##### Kutipan Teks #####
TEHERAN – Terlepas dari ketakutan dan harapan bahwa gejolak di Timur Tengah bisa melahirkan revolusi Islam, oposisi itu sejauh ini tampaknya tidak dimotivasi oleh agama.
Ayatollah Ahmad Khatami dari Iran memperingatkan bahwa peristiwa akhir-akhir ini di Timur Tengah dan dunia Arab tidak boleh diremehkan.
Dalam khotbah Jumatnya (26/1) di Teheran, dia mengatakan ada Timur Tengah Islami yang tengah dibangun, yang berdasarkan Islam, agama dan demokrasi. Televisi Iran juga menayangkan seruan untuk solidaritas dengan para pelajar Tunisia dan Mesir dan melaporkan tentang demonstrasi di Yaman, Yordania, Eropa, dan AS.
Perbandingan dilakukan dengan Revolusi Iran tahun 1979, sementara demonstrasi dan gejolak di Iran saat ini tidak disebutkan.
Namun sejauh ini tidak ada indikasi bahwa terjadi revolusi yang baru atau bahwa ada efek domino di seluruh kawasan. Sementara teriakan Allahu Akbar terdengar dalam demonstrasi menentang hasil pemilu Iran tahun 2009, tidak ada teriakan serupa yang terdengar di Tunisia, Mesir, Yaman, atau Yordania.
Kelompok-kelompok politik Islam di negara-negara yang terdampak menjaga profilnya tetap rendah saat peristiwa-peristiwa saat ini terungkap. Figur oposisi Islam Tunisia Rachid Ghanouchi, yang berada di pengasingan selama 18 tahun, baru kembali ke Tunisia akhir pekan ini, lebih dari dua minggu setelah tergulingnya rezim lama Tunisia.
Ikhwanul Muslimin di Mesir sejauh ini belum membuat upaya apapun untuk mengambil peran kepemimpinan dalam protes menentang Presiden Mesir Hosni Mubarak. Ini mungkin mengejutkan karena Ikhwanul Muslimin telah lama menjadi penentang keras rezim penguasa di seluruh dunia Arab, menuduh para pemimpin Arab korup, represif, dan melayani kepentingan Barat.
#####
→ **Daftar Tugas**
**a.** Menurut teks tentang gejolak Timur Tengah, berapa lama Rachid Ghanouchi berada di pengasingan?
**b.** Tuliskan lanjutan teks tentang gejolak Timur Tengah, dimulai sesudah kalimat terakhirnya.
Materi yang menyertainya tidak berperan dalam hal ini.
##### Data yang Tersedia #####
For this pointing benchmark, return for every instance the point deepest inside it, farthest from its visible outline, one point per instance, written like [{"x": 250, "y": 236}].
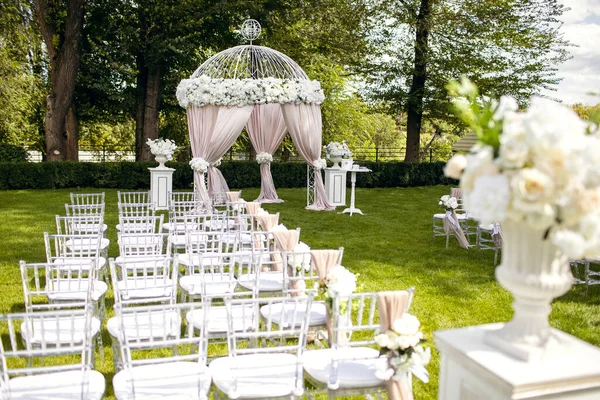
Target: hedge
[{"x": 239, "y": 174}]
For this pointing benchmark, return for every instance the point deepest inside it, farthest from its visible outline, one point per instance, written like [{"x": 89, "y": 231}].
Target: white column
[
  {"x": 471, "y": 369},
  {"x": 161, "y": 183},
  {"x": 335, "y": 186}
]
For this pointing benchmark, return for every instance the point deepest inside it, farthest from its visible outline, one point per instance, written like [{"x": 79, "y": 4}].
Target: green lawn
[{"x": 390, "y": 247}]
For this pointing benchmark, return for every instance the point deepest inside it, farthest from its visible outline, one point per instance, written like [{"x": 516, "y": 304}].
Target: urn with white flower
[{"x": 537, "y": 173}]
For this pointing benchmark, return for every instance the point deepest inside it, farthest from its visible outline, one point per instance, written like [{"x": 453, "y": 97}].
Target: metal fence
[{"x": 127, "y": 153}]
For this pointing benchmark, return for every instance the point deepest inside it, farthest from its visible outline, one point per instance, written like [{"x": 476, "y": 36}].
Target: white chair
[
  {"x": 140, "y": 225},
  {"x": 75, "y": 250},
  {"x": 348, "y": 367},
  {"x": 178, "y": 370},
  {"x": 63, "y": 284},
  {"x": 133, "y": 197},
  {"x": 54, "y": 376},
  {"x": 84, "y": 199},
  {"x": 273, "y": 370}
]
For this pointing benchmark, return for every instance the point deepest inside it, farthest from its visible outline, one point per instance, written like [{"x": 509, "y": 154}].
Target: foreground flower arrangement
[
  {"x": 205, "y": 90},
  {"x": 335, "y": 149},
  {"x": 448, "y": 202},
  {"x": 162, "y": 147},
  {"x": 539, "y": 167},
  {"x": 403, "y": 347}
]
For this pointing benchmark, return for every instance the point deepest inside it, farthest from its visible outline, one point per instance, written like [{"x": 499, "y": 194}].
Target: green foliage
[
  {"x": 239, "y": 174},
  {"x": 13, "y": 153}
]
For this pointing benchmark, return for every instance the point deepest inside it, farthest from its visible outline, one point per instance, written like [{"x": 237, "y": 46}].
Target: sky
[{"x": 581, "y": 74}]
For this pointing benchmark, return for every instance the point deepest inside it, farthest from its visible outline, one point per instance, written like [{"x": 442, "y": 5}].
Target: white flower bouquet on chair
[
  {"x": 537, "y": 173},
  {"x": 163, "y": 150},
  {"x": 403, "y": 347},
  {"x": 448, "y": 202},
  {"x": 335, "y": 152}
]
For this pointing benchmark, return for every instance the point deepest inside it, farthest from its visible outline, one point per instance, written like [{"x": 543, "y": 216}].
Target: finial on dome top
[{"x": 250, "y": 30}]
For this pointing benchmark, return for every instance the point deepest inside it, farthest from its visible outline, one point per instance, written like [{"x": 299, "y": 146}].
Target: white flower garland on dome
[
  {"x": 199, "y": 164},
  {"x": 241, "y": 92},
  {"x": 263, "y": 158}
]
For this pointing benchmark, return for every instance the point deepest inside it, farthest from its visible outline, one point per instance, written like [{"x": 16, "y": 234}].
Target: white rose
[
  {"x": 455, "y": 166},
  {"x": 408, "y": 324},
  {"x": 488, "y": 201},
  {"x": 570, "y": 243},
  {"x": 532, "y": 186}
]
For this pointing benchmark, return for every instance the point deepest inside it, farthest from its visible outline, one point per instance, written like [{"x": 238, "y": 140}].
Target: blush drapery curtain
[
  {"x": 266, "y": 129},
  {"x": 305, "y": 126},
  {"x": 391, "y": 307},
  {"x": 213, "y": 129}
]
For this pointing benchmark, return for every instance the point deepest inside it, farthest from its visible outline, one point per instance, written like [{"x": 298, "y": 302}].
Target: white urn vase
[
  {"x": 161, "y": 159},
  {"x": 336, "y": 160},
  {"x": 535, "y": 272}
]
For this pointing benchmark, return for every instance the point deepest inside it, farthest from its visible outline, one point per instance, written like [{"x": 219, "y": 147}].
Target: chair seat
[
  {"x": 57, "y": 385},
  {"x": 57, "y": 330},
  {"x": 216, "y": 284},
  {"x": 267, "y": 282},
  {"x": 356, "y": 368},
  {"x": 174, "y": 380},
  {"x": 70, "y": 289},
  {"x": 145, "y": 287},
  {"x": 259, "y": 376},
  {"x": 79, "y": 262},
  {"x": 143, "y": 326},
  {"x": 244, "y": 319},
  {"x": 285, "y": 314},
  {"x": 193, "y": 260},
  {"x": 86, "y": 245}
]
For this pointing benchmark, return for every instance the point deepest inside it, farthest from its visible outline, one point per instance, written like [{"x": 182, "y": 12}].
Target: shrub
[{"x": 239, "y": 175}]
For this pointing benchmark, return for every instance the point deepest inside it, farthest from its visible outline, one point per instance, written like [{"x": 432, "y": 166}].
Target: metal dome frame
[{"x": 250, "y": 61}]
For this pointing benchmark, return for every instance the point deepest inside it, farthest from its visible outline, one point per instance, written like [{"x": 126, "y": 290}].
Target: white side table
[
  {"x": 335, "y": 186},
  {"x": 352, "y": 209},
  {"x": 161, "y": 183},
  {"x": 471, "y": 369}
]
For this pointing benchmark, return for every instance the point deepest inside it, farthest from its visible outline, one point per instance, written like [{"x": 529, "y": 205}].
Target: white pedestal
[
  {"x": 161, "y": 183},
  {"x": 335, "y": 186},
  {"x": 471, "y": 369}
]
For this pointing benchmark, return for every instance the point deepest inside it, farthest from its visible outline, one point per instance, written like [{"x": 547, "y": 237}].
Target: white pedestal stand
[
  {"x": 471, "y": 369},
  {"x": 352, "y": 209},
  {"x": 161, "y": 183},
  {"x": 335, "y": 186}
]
#####
→ **Kunci Jawaban**
**a.** Selama 18 tahun.

**b.**
Cara melakukannya, menurut Ikhwanul Muslimin, adalah dengan gerakan pan-Arab yang berbasis pada Islam. Tapi para demonstran di jalan-jalan Mesir tampaknya tidak terdorong oleh ide semacam itu. Apa yang mereka perjuangkan adalah kebebasan, pendidikan, pekerjaan, dan sebuah kehidupan yang bermartabat.
Sekitar 40% dari 80 juta penduduk Mesir hidup dalam kemiskinan, sementara anggota dan teman-teman rezim menikmati kemakmuran dan keistimewaan. Pemerintah dalam beberapa tahun terakhir telah berusaha untuk memulihkan perekonomian, tapi penerima utama manfaatnya adalah kembali lagi para jutawan Mesir, dengan mayoritas penduduk tidak banyak melihat adanya kemajuan. Jumlah mereka yang hidup dalam kemiskinan masih terus meningkat.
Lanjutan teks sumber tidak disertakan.